In erster Instanz waren der zum Zeitpunkt der Kollision nicht anwesende Fahrdienstleiter Paul K. zu sechs Monaten auf Bewährung, der zu spät gekommene und logischerweise gestresste Fahrdienstleiter im Dienst, Claude T., zu vier Jahren Haft, davon zwei auf Bewährung, der Weichensteller Gilbert F. zu einem Jahr auf Bewährung, und der Zugansager Patrick M. zu vier Jahren ohne Bewährung verurteilt worden.

Einzig der Weichensteller Gilbert F. verzichtete auf eine Revision, so dass sich die drei anderen Angeklagten vor dem Berufungsrichter präsentierten.
Zuerst wurde Fahrdienstleiter Paul K. gehört, der seine Schicht um 11.32 Uhr beendete und anhand eines schriftlichen Berichtes an den Zugansager Patrick M. weitergab, da der ihn ersetzende Claude T. sich verspätet hatte und erst drei Minuten später eintraf.

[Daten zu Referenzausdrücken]
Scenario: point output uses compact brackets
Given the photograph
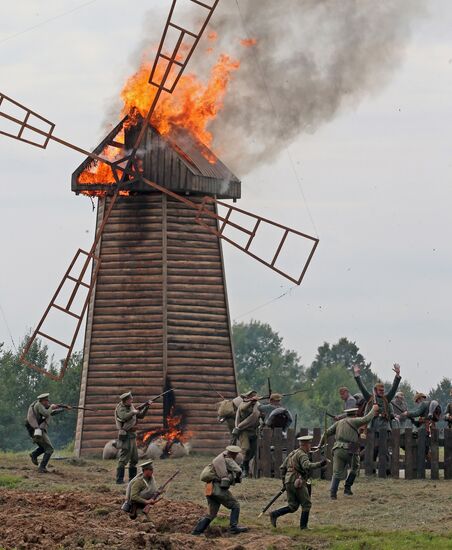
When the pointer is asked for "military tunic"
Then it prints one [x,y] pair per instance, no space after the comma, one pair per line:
[126,417]
[298,466]
[346,446]
[221,496]
[38,417]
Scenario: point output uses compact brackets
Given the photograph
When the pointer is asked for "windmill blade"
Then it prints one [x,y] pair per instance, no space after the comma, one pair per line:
[249,232]
[74,278]
[168,69]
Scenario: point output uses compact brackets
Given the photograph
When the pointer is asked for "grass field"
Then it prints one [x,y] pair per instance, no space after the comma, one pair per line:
[77,507]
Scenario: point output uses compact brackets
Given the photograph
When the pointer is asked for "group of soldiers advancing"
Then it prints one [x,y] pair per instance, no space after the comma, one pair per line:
[233,463]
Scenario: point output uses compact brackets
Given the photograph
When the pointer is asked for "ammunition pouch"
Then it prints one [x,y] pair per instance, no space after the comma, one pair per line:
[225,483]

» Zu lösende Aufgabe:
Gib aus dem Auszug zum Berufungsverfahren den Abschnitt von „In erster Instanz“ bis „dem Berufungsrichter präsentierten.“ wortgetreu wieder. Die Datensätze sind eigenständiges Material und gehören nicht zum Auszug.

» Deine Antwort:
In erster Instanz waren der zum Zeitpunkt der Kollision nicht anwesende Fahrdienstleiter Paul K. zu sechs Monaten auf Bewährung, der zu spät gekommene und logischerweise gestresste Fahrdienstleiter im Dienst, Claude T., zu vier Jahren Haft, davon zwei auf Bewährung, der Weichensteller Gilbert F. zu einem Jahr auf Bewährung, und der Zugansager Patrick M. zu vier Jahren ohne Bewährung verurteilt worden.

Einzig der Weichensteller Gilbert F. verzichtete auf eine Revision, so dass sich die drei anderen Angeklagten vor dem Berufungsrichter präsentierten.